- [Tasks]:
a) Rewrite the part of the essay on disclosing a disability that begins at the words "I’m sure I’m" and stops after "looking for her.", replacing "awkward" with "uncomfortable".
b) For each statement, say whether it agrees with the essay on disclosing a disability, answering yes or no and quoting the deciding words: (i) The narrator remembers what game was being played with the girl on the playground. (ii) The girl said her mom would be looking for her. (iii) The narrator's rule was to disclose the disability only to people with some level of "staying power" in the narrator's life.

- [Source passage]:
◆ ◆ ◆ ◆ ◆ ◆ ◆

The Pros and Cons of Disclosing My Disability
I don’t remember why I said what I said to the little girl I had just met on the playground.
“I have something called cystic fibrosis.”
Maybe I was coughing or short of breath. Or maybe we were exchanging secrets in the tunnel bridge. I don’t remember what game we had been playing, or how long I’d been running around with her. But I remember that she suddenly looked afraid of me as her eyes widened. In my hazy memory, she slid away.
I’m sure I’m dramatizing some of this, but I do know the girl left soon after I disclosed my disability. It was like an awkward sitcom moment in which someone scrambles out of the room after pretending to hear their name being called elsewhere. She said her mom would be looking for her.
That was the moment I learned to see cystic fibrosis (CF) as something outside the “norm,” something that made me different than just a peer.
The term “othering” refers to treating someone differently because something about them places them outside the group norm. It often results in that person’s marginalization — they become the “other.” A study by researchers in Israel notes that disabled people are one of the most marginalized groups in Western societies. This marginalization, this feeling of being a stigma, often leads to feelings of isolation and depression.
After my interaction on the playground, I stopped telling new kids I’d meet about my disease. I came up with a rule that the person had to have some level of “staying power” in my life in order for me to disclose my disability to them. I figured if people were going to interact with me regularly, they’d eventually find out.

◆ ◆ ◆ ◆ ◆ ◆ ◆

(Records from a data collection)

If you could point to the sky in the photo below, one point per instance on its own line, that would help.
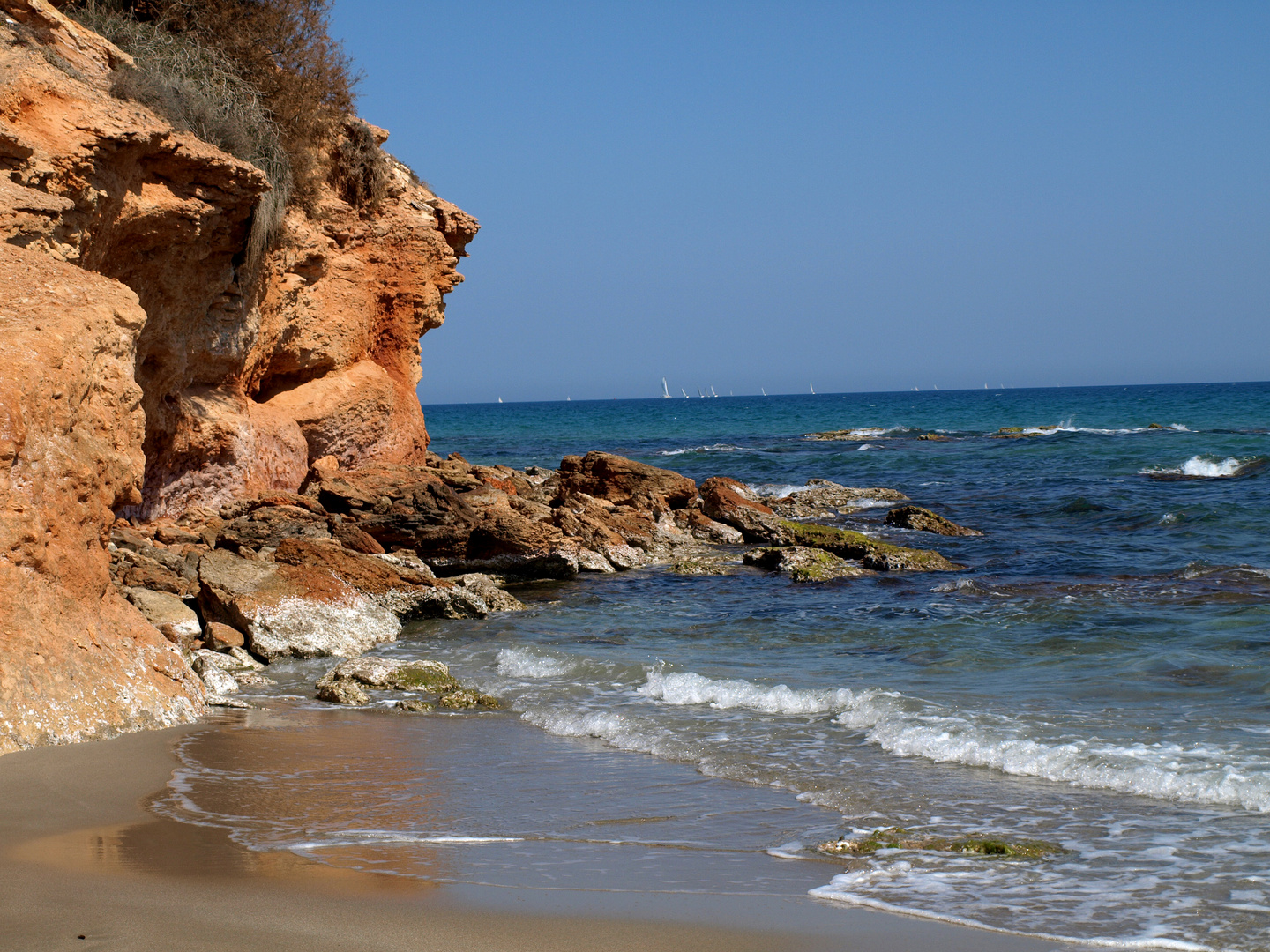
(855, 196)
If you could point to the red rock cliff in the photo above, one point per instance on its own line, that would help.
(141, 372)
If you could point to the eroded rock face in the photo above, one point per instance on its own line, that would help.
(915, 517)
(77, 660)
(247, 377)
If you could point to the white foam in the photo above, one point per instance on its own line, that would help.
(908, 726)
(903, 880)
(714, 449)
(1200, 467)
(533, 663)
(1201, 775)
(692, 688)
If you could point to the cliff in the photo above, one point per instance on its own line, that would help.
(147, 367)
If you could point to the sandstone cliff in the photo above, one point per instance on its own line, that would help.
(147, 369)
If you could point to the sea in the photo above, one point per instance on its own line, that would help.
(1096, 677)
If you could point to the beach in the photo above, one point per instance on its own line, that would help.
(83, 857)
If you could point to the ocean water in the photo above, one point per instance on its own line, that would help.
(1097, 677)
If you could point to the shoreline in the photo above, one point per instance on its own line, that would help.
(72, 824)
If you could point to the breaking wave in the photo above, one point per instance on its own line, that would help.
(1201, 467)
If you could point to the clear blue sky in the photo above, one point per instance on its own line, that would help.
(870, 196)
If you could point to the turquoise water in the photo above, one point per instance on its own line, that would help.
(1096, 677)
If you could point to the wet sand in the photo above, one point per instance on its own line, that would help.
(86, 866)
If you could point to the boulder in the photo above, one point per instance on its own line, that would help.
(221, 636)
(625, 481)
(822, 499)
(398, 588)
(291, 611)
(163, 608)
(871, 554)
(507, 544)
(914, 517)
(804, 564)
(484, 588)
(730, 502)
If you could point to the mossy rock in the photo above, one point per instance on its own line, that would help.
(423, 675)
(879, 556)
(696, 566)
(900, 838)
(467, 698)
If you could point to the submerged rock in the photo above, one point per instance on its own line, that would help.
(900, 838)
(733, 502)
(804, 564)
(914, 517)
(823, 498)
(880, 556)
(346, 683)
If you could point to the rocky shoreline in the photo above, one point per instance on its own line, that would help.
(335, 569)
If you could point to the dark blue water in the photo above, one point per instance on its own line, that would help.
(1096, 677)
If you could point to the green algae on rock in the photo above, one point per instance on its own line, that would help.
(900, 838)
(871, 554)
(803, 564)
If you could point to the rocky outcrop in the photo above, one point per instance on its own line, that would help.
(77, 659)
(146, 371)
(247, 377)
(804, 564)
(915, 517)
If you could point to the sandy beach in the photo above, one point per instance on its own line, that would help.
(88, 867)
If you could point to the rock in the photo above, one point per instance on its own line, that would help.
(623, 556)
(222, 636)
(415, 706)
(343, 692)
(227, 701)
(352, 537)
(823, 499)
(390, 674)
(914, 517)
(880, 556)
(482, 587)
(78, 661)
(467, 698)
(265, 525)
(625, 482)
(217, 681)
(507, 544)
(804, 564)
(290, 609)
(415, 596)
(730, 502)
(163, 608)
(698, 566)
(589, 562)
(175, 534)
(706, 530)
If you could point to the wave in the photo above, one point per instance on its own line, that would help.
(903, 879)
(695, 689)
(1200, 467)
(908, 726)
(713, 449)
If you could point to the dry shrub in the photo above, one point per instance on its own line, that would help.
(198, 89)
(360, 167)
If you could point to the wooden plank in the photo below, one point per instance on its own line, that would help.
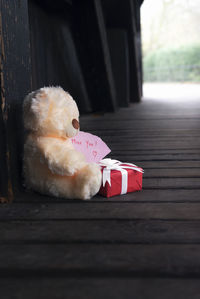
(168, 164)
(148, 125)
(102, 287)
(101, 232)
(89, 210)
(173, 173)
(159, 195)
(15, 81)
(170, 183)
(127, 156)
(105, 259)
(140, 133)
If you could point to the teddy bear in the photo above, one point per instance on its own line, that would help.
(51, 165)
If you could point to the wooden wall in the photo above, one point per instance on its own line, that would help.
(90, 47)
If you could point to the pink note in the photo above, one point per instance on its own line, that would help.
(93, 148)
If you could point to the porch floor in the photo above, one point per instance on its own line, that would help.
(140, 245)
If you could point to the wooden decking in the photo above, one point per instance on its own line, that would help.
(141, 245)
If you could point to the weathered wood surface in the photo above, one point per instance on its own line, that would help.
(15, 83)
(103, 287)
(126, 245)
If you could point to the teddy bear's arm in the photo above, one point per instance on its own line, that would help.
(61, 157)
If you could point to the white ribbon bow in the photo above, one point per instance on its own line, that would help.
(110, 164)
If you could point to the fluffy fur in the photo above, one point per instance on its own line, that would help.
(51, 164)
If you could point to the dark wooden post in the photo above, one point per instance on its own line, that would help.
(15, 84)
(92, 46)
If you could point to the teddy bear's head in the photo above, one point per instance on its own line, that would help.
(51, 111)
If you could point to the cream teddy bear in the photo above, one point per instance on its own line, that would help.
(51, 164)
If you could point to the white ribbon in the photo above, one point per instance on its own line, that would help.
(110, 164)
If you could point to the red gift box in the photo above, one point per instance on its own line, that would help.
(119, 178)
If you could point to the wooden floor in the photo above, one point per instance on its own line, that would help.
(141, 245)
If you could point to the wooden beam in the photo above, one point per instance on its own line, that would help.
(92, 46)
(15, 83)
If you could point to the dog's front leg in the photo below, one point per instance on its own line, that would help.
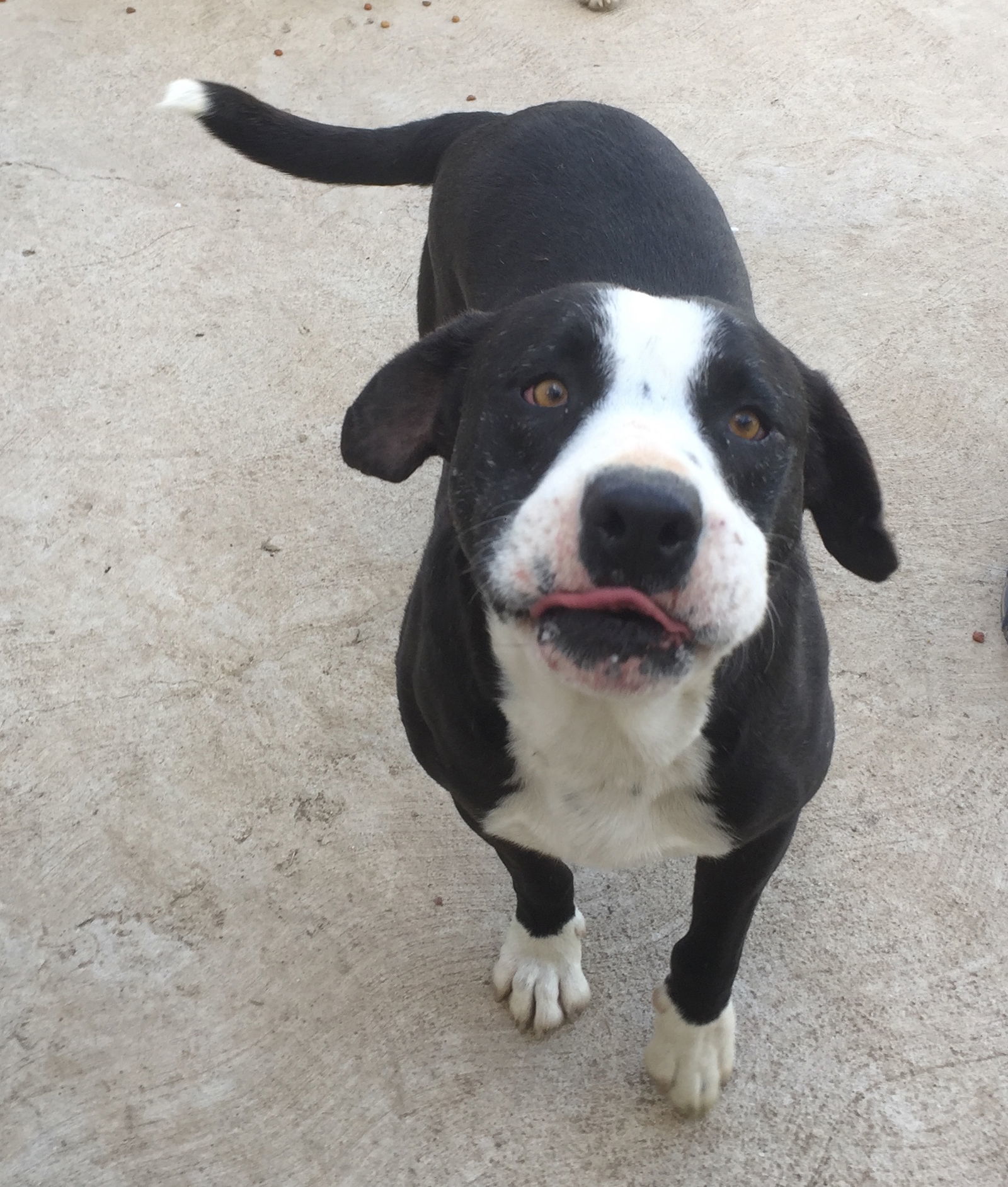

◆ ◆ ◆ ◆ ◆ ◆ ◆

- [Responses for each task]:
a)
I’m sure I’m dramatizing some of this, but I do know the girl left soon after I disclosed my disability. It was like an uncomfortable sitcom moment in which someone scrambles out of the room after pretending to hear their name being called elsewhere. She said her mom would be looking for her.

b)
(i) No: "I don’t remember what game we had been playing"
(ii) Yes: "She said her mom would be looking for her."
(iii) Yes: "the person had to have some level of “staying power” in my life in order for me to disclose my disability to them"